- **PROBLEM**: Copy out, word for word, the article on California allowing bars, breweries, wineries, and distilleries to reopen.

- **PAGE EXTRACT**:
It’s been a long pandemic for everyone in California, but alcohol-focused establishments might have had it the hardest. The first to shutter when the coronavirus crisis hit the state, breweries, distilleries, wineries, and bars that serve drinks but no food have been closed down for most of the past year, restricted to retail sales alone. Relaxed state-level restrictions will allow many those businesses to reopen starting Saturday, March 13 — and will allow folks to order a drink without food for the first time in nearly a year.
It was March 15, 2020, when Gov. Gavin Newsom first said that all bars, wineries, breweries, and distilleries that don’t also serve meals should close down to slow the spread of the then-novel coronavirus. Within days, restaurants across the state also closed their dining rooms, offering takeout meals only. Days after that, the state’s Alcoholic Beverage Control (ABC) announced that bars could serve cocktails to-go, as long as those were ordered alongside what they referred to a “bona fide” meals — that is, a full entree, not just a side of chips and dip.
The shutdown and subsequent meal requirement, California’s Department of Public Health (CA DPH) said that the time, is because the same things that attract us to bars — the inhibition-lowering effects of alcohol, and the culture of mingling and lingering — is what prompts the spread of the virus. Even outdoor drinking was off the table, the DPH said, as “alcohol consumption slows brain activity, reduces inhibition, and impairs judgment, factors which contribute to reduced compliance with recommended core personal protective measures, such as the mandatory use of face coverings and maintaining six feet of distance from people outside of one’s own household.”
But with case rates falling as vaccination rates rise, California is in a very different place than it was just six months ago. That’s why, the CA DPH said in a Thursday announcement, the agency would adjust the activities allowed across the tiers of the state’s color-coded reopening map, with a focus on the alcohol industry.

- **AVAILABLE DATA**:
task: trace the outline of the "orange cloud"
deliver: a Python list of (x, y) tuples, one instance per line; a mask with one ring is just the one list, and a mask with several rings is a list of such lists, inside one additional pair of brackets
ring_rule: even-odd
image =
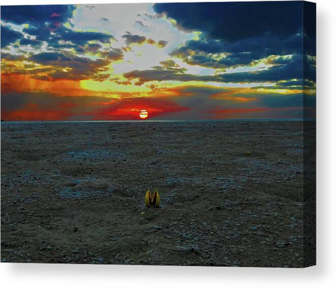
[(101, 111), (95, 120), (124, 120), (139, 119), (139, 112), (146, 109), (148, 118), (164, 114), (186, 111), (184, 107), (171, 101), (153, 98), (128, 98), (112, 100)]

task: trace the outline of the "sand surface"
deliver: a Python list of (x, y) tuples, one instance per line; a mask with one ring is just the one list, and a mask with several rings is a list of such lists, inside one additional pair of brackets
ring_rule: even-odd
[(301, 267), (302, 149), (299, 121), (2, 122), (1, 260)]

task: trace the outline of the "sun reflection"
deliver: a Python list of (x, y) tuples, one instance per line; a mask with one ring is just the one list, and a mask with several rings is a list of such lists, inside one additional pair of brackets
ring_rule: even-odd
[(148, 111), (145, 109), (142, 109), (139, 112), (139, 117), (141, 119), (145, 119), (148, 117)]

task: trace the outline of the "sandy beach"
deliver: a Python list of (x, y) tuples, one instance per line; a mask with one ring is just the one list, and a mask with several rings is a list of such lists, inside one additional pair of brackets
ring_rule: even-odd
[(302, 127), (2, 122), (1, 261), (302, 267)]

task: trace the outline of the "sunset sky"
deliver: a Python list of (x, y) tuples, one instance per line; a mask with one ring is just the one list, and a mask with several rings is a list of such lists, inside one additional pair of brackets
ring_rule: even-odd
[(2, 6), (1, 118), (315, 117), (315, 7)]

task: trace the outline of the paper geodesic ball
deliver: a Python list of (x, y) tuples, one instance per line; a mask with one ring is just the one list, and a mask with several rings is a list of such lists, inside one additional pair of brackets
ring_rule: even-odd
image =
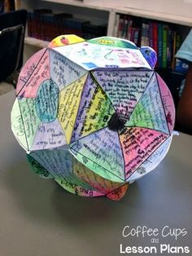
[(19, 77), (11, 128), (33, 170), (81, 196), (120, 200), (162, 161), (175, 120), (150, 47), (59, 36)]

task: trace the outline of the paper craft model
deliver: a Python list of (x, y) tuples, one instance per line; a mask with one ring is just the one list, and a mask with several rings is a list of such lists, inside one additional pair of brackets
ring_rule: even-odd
* * *
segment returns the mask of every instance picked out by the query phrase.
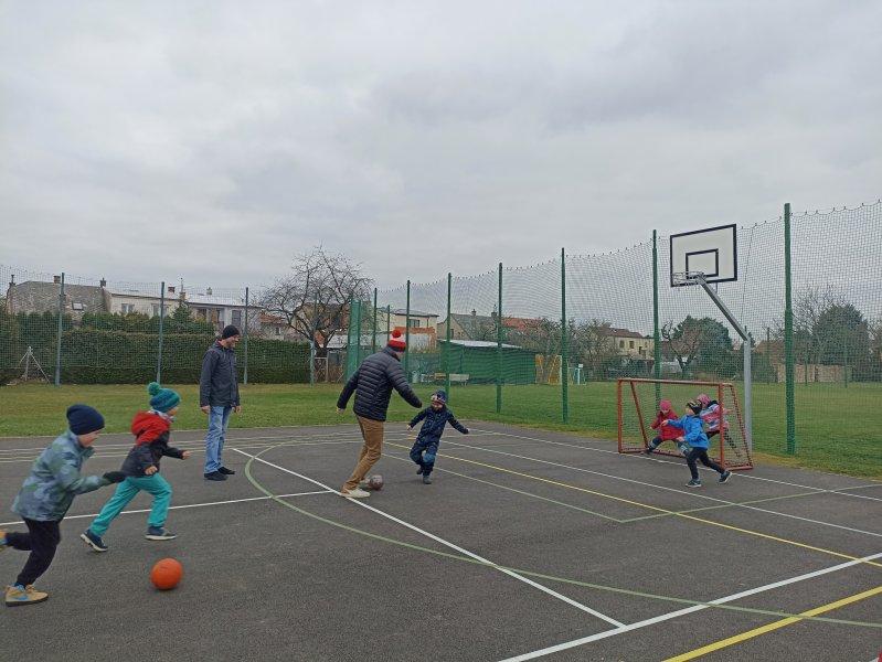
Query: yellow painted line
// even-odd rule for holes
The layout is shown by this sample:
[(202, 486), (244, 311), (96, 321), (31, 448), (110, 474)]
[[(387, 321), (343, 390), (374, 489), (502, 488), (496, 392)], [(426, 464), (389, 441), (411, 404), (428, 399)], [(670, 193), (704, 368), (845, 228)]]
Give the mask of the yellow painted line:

- **WRITTEN ANSWER**:
It’s been a long pandemic for everyone in California, but alcohol-focused establishments might have had it the hardest. The first to shutter when the coronavirus crisis hit the state, breweries, distilleries, wineries, and bars that serve drinks but no food have been closed down for most of the past year, restricted to retail sales alone. Relaxed state-level restrictions will allow many those businesses to reopen starting Saturday, March 13 — and will allow folks to order a drink without food for the first time in nearly a year.
It was March 15, 2020, when Gov. Gavin Newsom first said that all bars, wineries, breweries, and distilleries that don’t also serve meals should close down to slow the spread of the then-novel coronavirus. Within days, restaurants across the state also closed their dining rooms, offering takeout meals only. Days after that, the state’s Alcoholic Beverage Control (ABC) announced that bars could serve cocktails to-go, as long as those were ordered alongside what they referred to a “bona fide” meals — that is, a full entree, not just a side of chips and dip.
The shutdown and subsequent meal requirement, California’s Department of Public Health (CA DPH) said that the time, is because the same things that attract us to bars — the inhibition-lowering effects of alcohol, and the culture of mingling and lingering — is what prompts the spread of the virus. Even outdoor drinking was off the table, the DPH said, as “alcohol consumption slows brain activity, reduces inhibition, and impairs judgment, factors which contribute to reduced compliance with recommended core personal protective measures, such as the mandatory use of face coverings and maintaining six feet of distance from people outside of one’s own household.”
But with case rates falling as vaccination rates rise, California is in a very different place than it was just six months ago. That’s why, the CA DPH said in a Thursday announcement, the agency would adjust the activities allowed across the tiers of the state’s color-coded reopening map, with a focus on the alcohol industry.